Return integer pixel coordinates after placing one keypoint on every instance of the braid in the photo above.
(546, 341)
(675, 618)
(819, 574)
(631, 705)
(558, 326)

O problema. Copie todas as linhas dos registros acima, sem alterar nenhum caractere.

Resposta da tarefa.
Return integer pixel coordinates after placing one keypoint on every instance of the braid in the photo above.
(546, 341)
(675, 618)
(819, 574)
(631, 705)
(558, 326)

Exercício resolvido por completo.